WORK TASK — Reproduce the listing below as it stands. Leave out each image.

DATASET —
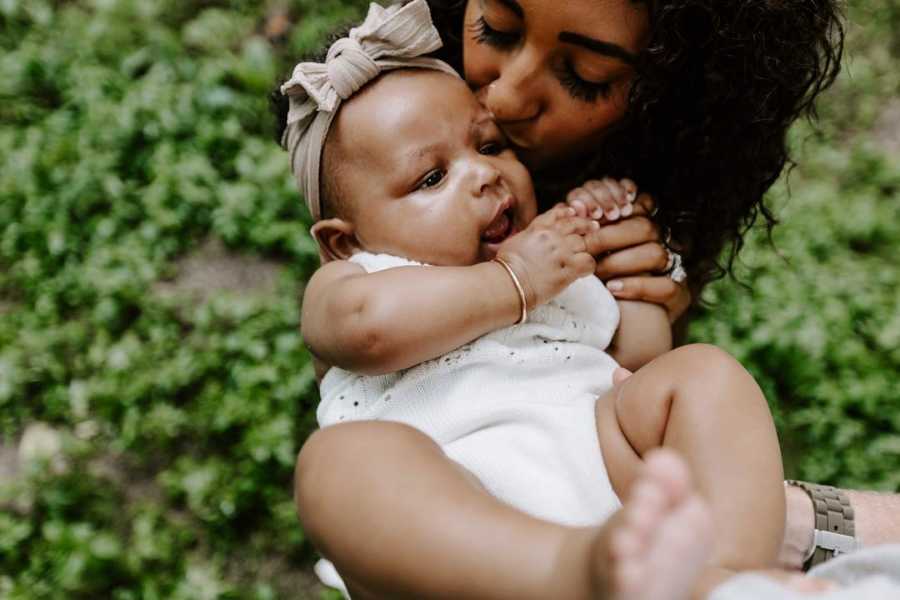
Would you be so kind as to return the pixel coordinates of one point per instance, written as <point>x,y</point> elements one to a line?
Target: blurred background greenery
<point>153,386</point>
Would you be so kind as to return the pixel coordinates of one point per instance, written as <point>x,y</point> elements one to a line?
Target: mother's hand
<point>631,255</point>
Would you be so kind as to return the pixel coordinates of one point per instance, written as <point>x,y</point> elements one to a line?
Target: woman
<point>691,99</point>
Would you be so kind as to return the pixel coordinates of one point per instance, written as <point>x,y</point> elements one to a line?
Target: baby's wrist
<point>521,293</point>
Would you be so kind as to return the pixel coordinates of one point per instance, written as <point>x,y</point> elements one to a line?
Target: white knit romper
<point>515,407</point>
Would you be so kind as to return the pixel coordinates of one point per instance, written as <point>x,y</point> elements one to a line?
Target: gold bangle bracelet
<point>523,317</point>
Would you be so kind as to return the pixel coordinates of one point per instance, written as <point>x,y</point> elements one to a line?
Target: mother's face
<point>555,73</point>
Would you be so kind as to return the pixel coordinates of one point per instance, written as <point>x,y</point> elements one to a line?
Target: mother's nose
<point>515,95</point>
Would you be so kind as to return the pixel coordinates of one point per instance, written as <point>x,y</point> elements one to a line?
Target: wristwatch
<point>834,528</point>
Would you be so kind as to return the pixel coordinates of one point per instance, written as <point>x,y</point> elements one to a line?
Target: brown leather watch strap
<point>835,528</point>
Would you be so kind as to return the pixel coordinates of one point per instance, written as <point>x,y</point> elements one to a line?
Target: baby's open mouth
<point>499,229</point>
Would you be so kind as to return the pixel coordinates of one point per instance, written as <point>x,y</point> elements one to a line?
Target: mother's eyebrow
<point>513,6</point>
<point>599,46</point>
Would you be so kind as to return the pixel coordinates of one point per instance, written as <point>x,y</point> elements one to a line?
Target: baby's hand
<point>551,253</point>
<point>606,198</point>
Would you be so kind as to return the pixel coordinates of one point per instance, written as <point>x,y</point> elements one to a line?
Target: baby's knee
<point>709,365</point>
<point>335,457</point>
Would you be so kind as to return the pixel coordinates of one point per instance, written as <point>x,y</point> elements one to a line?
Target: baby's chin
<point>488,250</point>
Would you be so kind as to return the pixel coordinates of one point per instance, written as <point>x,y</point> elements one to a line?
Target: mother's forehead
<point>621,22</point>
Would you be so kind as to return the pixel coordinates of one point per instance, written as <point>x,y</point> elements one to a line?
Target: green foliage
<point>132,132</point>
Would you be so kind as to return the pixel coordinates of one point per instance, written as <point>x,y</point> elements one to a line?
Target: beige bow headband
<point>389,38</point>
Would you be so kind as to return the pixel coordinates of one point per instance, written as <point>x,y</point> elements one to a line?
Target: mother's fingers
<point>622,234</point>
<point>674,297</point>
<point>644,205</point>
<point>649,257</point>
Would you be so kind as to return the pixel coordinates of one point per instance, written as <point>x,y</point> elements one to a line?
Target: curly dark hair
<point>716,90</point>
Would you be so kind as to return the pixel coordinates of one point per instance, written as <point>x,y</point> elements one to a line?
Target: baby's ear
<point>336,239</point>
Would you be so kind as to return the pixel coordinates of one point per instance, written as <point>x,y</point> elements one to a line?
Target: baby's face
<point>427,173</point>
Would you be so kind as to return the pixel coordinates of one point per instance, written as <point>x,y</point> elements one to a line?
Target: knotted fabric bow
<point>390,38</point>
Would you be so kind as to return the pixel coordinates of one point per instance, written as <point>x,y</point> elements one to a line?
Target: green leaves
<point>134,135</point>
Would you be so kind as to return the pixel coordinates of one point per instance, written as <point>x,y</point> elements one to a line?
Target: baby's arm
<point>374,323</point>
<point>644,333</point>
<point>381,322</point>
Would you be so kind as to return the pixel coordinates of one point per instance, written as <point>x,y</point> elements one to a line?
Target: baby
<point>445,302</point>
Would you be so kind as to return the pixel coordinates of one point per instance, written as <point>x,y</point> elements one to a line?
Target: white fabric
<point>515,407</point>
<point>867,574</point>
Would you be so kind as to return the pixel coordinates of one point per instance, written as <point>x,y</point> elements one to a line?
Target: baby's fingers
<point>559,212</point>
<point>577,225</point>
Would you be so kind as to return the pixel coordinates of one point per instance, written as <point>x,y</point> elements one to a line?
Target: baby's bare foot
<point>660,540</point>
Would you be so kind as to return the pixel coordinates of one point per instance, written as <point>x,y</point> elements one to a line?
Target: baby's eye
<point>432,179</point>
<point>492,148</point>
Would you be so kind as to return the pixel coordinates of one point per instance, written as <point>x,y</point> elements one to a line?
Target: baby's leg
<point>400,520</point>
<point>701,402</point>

EXERCISE ANSWER —
Would you be so kind as to return the pixel coordinates of one point per instance, written as <point>x,y</point> elements one to a line?
Target: blurred background greenery
<point>153,386</point>
Would you be so kind as to return the pixel coordinates of one point per instance, written as <point>x,y</point> elements one to a line?
Target: mother's hand
<point>631,255</point>
Would you be so kind as to return the pixel coordinates of one point per instance, written as <point>x,y</point> elements one to a line?
Target: woman
<point>691,99</point>
Would you be so kind as to return the pixel coordinates of one point per instance, written as <point>x,y</point> elements one to a line?
Target: baby's wrist
<point>521,293</point>
Would you be so kind as to return the pixel coordinates of one point per instance, written as <point>x,y</point> elements one to a line?
Target: white knit romper
<point>515,407</point>
Would you be so kind as to return the pixel coordinates of one point per instance, written as <point>x,y</point> elements one to a line?
Target: gold bangle bracelet
<point>523,317</point>
Would you be so kind as to return the pixel coordinates of one point per instance, written as <point>x,y</point> elements one to a line?
Target: mother's face
<point>555,73</point>
Would you be so kind as to return the pixel coordinates of one point per instance, written as <point>x,y</point> elements one to a line?
Target: mother's nose
<point>515,95</point>
Would you be so kind as to return the pixel coordinates of one point per instance, written as <point>x,y</point> elements one to a line?
Target: wristwatch
<point>834,528</point>
Would you be so kind as to return the pixel coordinates of one point per instance, written as <point>x,y</point> elements one to a line?
Target: brown leather watch strap
<point>835,528</point>
Would you be so kind as to return the pixel coordinates of one point per instance, written as <point>x,y</point> elements one to a line?
Target: baby's open mouth
<point>499,229</point>
Would you be so kind as to return the pixel coordinates of one point per instance, written as <point>x,y</point> elements one to a line?
Target: mother's eyebrow
<point>513,6</point>
<point>599,46</point>
Would you be so kind as to return the pixel coordinates of one point per instance, written as <point>x,y</point> elements one to a line?
Target: baby's hand
<point>551,253</point>
<point>606,198</point>
Would you be so kind as to return the pixel coordinates of one point per instance, written as <point>x,y</point> elements one to a line?
Target: baby's knee
<point>709,365</point>
<point>335,457</point>
Would you be so kind as to return the pixel coordinates of one point per instance, written as <point>x,y</point> elements one to a line?
Target: baby's chin
<point>488,250</point>
Would you be so kind as to return the pixel coordinates of one point per instance, written as <point>x,y</point> elements one to a line?
Target: mother's forehead
<point>621,22</point>
Would you be so kind as to return the pixel coordinates of one point per instance, written as <point>x,y</point> elements one to a line?
Target: green foliage
<point>132,132</point>
Would you be so kind as to return the pixel coordinates of one point per instance, written as <point>x,y</point> elements one to a line?
Target: beige bow headband
<point>389,38</point>
Would you be so kind as to return the pixel coordinates of one point per instance, written as <point>x,y</point> elements one to a line?
Target: mother's fingers
<point>622,234</point>
<point>674,297</point>
<point>644,205</point>
<point>649,257</point>
Would you be so kind as to return the pixel coordinates of one point per instance, written as <point>x,y</point> elements one to a line?
Target: curly dark hair
<point>716,90</point>
Would you be so kind as to return the pixel coordinates of one point per instance, written as <point>x,y</point> elements one to a line?
Target: baby's ear
<point>336,239</point>
Would you be so kind as to return the pixel coordinates of one point per instance, written as <point>x,y</point> elements one to a line?
Target: baby's face
<point>427,173</point>
Would you be so kind as to return the pixel coordinates of one point per instance, written as <point>x,y</point> elements one to a line?
Target: knotted fabric bow
<point>390,38</point>
Would you be so kind as to return the pixel coordinates of one point per instance, written as <point>x,y</point> elements one to a line?
Target: green leaves
<point>134,135</point>
Would you be so kind as to return the pixel coordinates of one point per instance, written as <point>x,y</point> elements one to a line?
Target: baby's arm
<point>374,323</point>
<point>644,333</point>
<point>381,322</point>
Would you be so kind as to return the pixel coordinates of one point per instance, written as <point>x,y</point> elements one to a line?
Target: baby
<point>445,302</point>
Would you be so kind as to return the pixel coordinates of one point per instance, written as <point>x,y</point> elements one to a line?
Target: white fabric
<point>515,407</point>
<point>867,574</point>
Would you be so kind as to return the pixel coordinates of one point per instance, written as <point>x,y</point> elements one to a line?
Target: baby's fingers
<point>559,212</point>
<point>577,225</point>
Would you be so kind as to return the pixel coordinates of one point per instance, written as <point>x,y</point> elements one to a line?
Target: baby's bare foot
<point>660,540</point>
Would you be so kind as to return the pixel coordinates of one point per instance, written as <point>x,y</point> elements one to a line?
Target: baby's eye
<point>432,179</point>
<point>492,148</point>
Would you be so kind as to return the pixel coordinates of one point per instance, written as <point>x,y</point> elements one to a line?
Target: baby's leg
<point>400,520</point>
<point>701,402</point>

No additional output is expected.